» Brano
§

21.3.18

Teologia. Dio ha bisogno dell'uomo (Filippo Gentiloni)

Sono piuttosto ignorante in materia, ma ho l'impressione netta che il Dio di cui si ragiona in un libro di Armido Rizzi di 30 anni fa e nell'articolo di Filippo Gentiloni qui postato che lo recensisce, il Dio che ama l'uomo, che ha bisogno di lui e che lo cerca, sia molto più presente in Papa Bergoglio che nei Pontefici precedenti. (S.L.L.)
Francisco Ribalta, Cristo abbracciato a san Bernardo
«Non un ritocco, ma un vero capovolgimento» della tradizionale spiritualità cattolica è quello che propone Armido Rizzi nella sua ultima opera, Dio in cerca dell’uomo. Rifare la spiritualità (Edizioni Paoline, 1987). È vero: un capovolgimento di quello che è il modo di pensare comune dominante, dall’ultima parrocchia fino al Vaticano. Un modo di pensare non unico, fortunatamente: il capovolgimento che Rizzi propone ha le radici nella Bibbia e non è stato mai dimenticato.
Se pure mai dimenticato, lungo il corso della storia cristiana, è stato quasi sempre minoritario e oggi lo è più che mai. Due premesse, prima di affrontare il nodo della questione. Il titolo Dio in cerca dell’uomo è accompagnato da un sottotitolo: «Rifare la spiritualità». Ma qui «spiritualità» è limitativo: il lavoro di Rizzi affronta non soltanto il livello della vera e propria spiritualità («l’insieme delle manifestazioni dell’esperienza religiosa di un certo periodo o gruppo»), ma tutti i livelli dell’esperienza cristiana: teologia e azione, fede e carità, tutto. E — seconda premessa — Rizzi, che è teologo cattolico con tutte le carte in regola dell’«accademia», fra i più universalmente stimati, affronta questa volta i nodi principali della teologia in maniera facile, accessibile a tutti, breve: un esempio di vera e alta diffusione — meglio che divulgazione — che, al di là del contenuto, si impone per la capacità di dire nel modo più semplice le cose più difficili.
Ma veniamo ai nodi — meglio, al nodo — del capovolgimento. «La spiritualità tradizionale ha come asse attorno a cui tutto si organizza il desiderio umano di Dio; noi offriamo il profilo di una spiritualità che si sviluppa coerentemente attorno all’amore divino per l’uomo». Una svolta enorme, la posta in gioco è tutto il modo di essere cristiani e la chiesa nella società contemporanea.

§

» Esercizio A
Indica se ciascuna affermazione concorda con il brano sul libro di Rizzi, rispondendo sì o no e citando alla lettera le parole decisive. (i) Il libro di Rizzi è uscito presso Edizioni Paoline nel 1987. (ii) Secondo il recensore, la parola «spiritualità» nel sottotitolo descrive in modo completo il lavoro di Rizzi. (iii) Il capovolgimento proposto da Rizzi non ha radici nella Bibbia.
» Esercizio B
Prosegui il brano sul libro di Rizzi a partire dalla frase che segue l'ultima riportata.
Le voci non hanno alcun legame con il brano.

» Raccolta di voci
§

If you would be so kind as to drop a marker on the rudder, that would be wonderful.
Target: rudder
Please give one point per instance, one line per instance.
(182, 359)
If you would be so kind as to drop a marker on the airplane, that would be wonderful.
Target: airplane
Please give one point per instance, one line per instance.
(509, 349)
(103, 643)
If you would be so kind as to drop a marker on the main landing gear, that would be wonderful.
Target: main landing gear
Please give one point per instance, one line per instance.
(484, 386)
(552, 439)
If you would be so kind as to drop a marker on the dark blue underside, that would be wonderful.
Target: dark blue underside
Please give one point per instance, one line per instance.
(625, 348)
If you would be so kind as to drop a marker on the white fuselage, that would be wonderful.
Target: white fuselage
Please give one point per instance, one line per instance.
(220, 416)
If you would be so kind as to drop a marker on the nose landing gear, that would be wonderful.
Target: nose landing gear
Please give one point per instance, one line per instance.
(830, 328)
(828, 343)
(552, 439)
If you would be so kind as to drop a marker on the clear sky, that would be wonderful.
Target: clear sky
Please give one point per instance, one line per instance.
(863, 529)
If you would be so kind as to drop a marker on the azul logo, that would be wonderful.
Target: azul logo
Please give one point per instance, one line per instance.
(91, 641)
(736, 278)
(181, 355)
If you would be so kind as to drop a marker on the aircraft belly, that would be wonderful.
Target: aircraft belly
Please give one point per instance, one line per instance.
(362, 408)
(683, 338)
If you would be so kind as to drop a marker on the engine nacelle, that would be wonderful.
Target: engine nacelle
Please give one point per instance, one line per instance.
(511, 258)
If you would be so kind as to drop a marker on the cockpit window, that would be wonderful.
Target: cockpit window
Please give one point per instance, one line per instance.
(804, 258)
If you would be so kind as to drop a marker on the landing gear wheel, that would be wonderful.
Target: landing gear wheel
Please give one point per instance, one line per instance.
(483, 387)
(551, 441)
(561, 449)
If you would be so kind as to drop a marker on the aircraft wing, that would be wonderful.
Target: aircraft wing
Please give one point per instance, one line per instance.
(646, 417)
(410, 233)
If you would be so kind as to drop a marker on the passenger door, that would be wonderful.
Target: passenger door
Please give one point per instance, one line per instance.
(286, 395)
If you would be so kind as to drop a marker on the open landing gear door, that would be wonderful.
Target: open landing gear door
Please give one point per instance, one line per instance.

§

» Soluzione A
(i) Sì: «(Edizioni Paoline, 1987)».
(ii) No: «Ma qui «spiritualità» è limitativo».
(iii) No: «ha le radici nella Bibbia e non è stato mai dimenticato».

» Soluzione B
Sappiamo bene quanta parte dell’odierno cristianesimo, nostrano, e non soltanto, sia basata su una certa antropologia e/o psicologia che sostiene che il vero uomo anela a Dio, ha bisogno di qualche trascendenza, non si può chiudere fra le sue quattro mura, ecc. Discorsi del genere stanno alla base dei successi di Wojtyla, come — per fare un altro esempio di estrema rilevanza — dei testi del nuovo Concordato fra Italia e Santa Sede. Non sempre lo si dice esplicitamente, ma quasi tutti sono convinti che l’uomo sia non soltanto «aperto» a Dio, ma che Dio rappresenti una specie di ultima stazione del suo percorso. Togliete all’uomo questa dimensione — si pensa e si dice, è l'uomo sarà diminuito, sarà tagliato a metà, gli mancherà non un’aggiunta, non un di più, ma il meglio del profondo: lo conferma la storia della cultura e del pensiero. Le stesse angosce di tanti cosidetti atei servono a confermarlo.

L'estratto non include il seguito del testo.